▸ Problem details
Below is a set of records. Repeat them verbatim without the pictures.

▸ Records for processing
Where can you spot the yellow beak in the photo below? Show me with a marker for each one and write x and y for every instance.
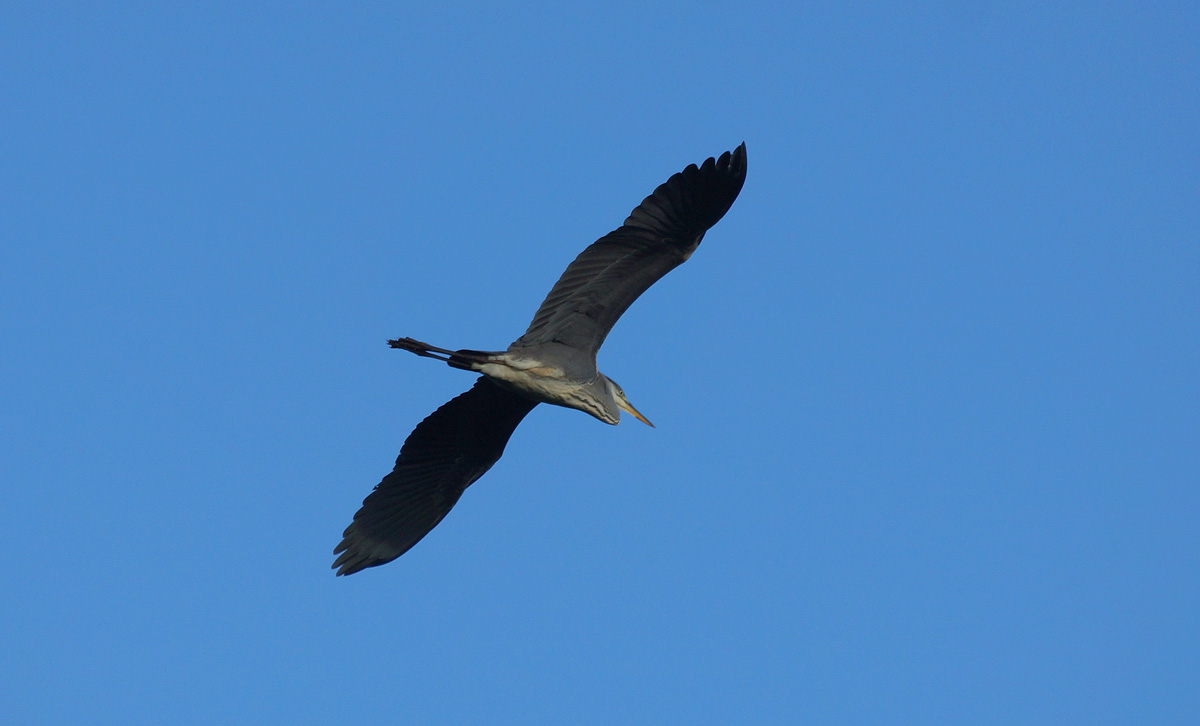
(625, 406)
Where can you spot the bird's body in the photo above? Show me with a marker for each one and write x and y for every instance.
(555, 361)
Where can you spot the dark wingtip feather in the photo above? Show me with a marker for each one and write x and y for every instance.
(695, 199)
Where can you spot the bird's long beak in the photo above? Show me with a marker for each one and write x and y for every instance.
(625, 406)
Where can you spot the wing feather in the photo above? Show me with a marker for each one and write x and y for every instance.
(444, 455)
(658, 235)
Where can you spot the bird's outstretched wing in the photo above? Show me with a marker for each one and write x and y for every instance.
(444, 455)
(659, 235)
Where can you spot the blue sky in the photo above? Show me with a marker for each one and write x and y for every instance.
(927, 399)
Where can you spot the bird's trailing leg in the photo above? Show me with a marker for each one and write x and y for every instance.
(423, 349)
(467, 360)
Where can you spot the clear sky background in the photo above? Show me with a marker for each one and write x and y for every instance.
(928, 399)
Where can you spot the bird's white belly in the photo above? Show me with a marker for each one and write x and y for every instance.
(540, 383)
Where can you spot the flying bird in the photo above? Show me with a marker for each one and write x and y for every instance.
(555, 361)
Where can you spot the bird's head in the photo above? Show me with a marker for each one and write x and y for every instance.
(623, 403)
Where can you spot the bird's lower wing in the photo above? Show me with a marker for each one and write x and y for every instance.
(444, 455)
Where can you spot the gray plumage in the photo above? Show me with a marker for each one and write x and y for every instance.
(555, 361)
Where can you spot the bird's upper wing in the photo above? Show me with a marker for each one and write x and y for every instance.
(659, 235)
(444, 455)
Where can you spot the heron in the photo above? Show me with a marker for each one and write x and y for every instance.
(553, 361)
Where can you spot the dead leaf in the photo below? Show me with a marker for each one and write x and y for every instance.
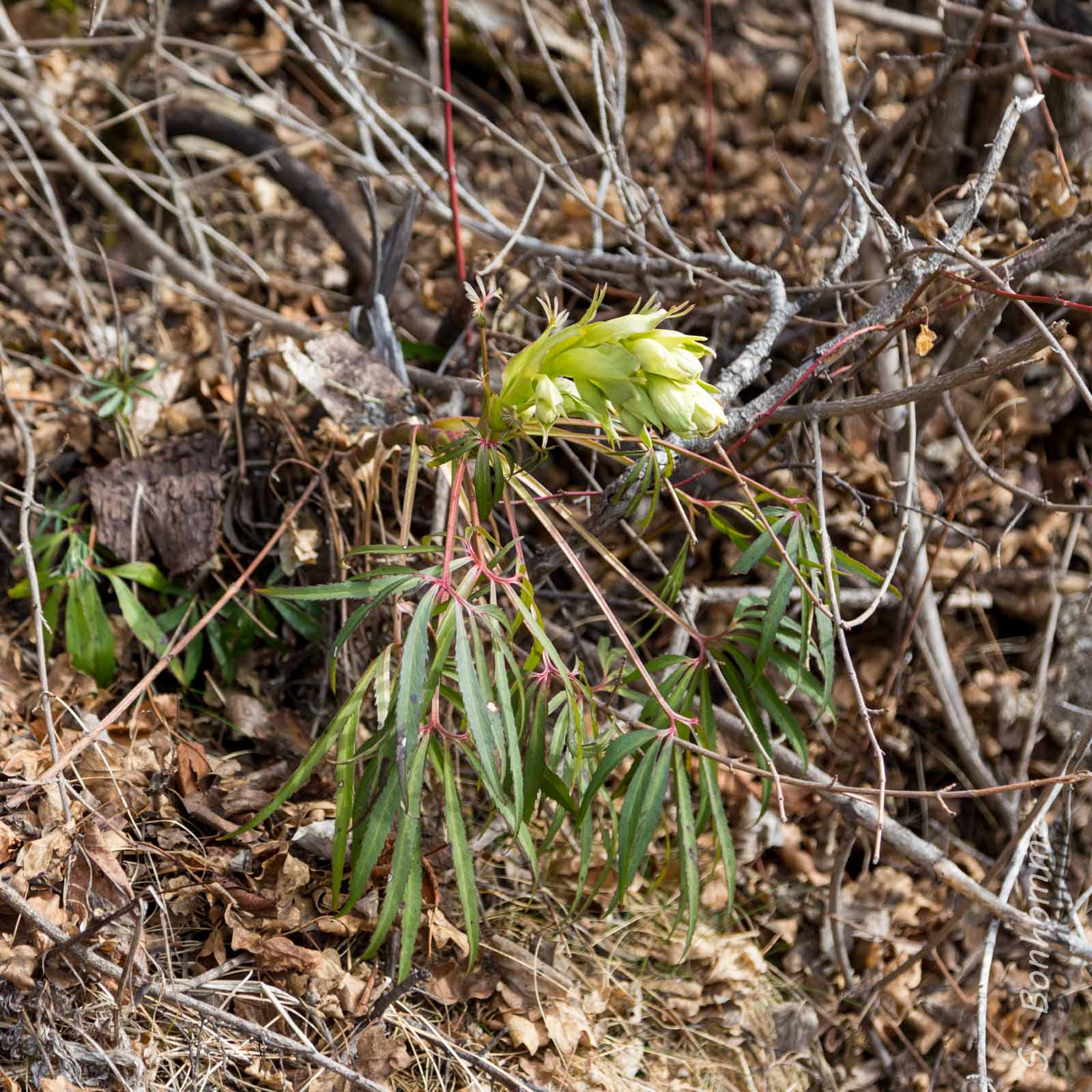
(524, 1032)
(377, 1057)
(568, 1026)
(451, 983)
(192, 767)
(18, 964)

▸ Exercise answer
Where can you spot the yellow beak in the photo below? Show me with a marker for each one and write x and y for every instance.
(625, 406)
Where can you spot the bird's body in the photo above? Show me with a marker for each one and write x and y for every instance.
(555, 361)
Where can you spot the dark wingtip feather in the photo above? Show me with a marker for each one and write x and y for every instance.
(695, 199)
Where can you spot the bird's long beak in the photo above? Show me with a marker for each one and write x and y for every instance.
(625, 406)
Where can you spot the wing feather in the photo above? Show me with a marker for each one and write x and y for every instance.
(444, 455)
(658, 235)
Where can you spot the bird's outstretched wing in the photo above? Show me with a marker for each one and write x and y for every instance.
(444, 455)
(659, 235)
Where can you spot the blue sky in the photo above? Show me with a marker for each one and write x and y for every instance.
(927, 399)
Where can you spot the bird's trailing leg in the photo above? Show me with a marker for each one and write x and y for every instance.
(423, 349)
(467, 360)
Where can you spot the clear sky background in the photo above? Show me with a marker for each one and write x and y for every instance.
(928, 399)
Where can you spot the bird's white belly in the photo above? Show me with a marker for each one and write x and y for every instance.
(540, 383)
Where can you spot the flying bird in the photo above? Show me with a marker for each one and write x and y for every instance.
(555, 361)
Where can you spot the bird's head in the photo above? Show me with a marker for each one and write x and y for every instance.
(623, 403)
Where can you spot the bird's lower wing in the photo above? Show me with a marker for each one and write x and y for every instance.
(444, 455)
Where can you spot the gray plumage in the photo above? Show me with a marker for each one and write x and y for every instance.
(555, 361)
Where can you spot the bird's upper wing in the photo above? Show me with a marker for each one and write x and y for every instance.
(659, 235)
(444, 455)
Where can you spot the heron in the photo above? Show me with a marker for each one and write x and y for every instance.
(553, 361)
Where can you spot the dead leaf in the photo below? Show me with a marker for each one and write x and y for every instance.
(524, 1032)
(377, 1057)
(568, 1026)
(451, 983)
(192, 767)
(18, 964)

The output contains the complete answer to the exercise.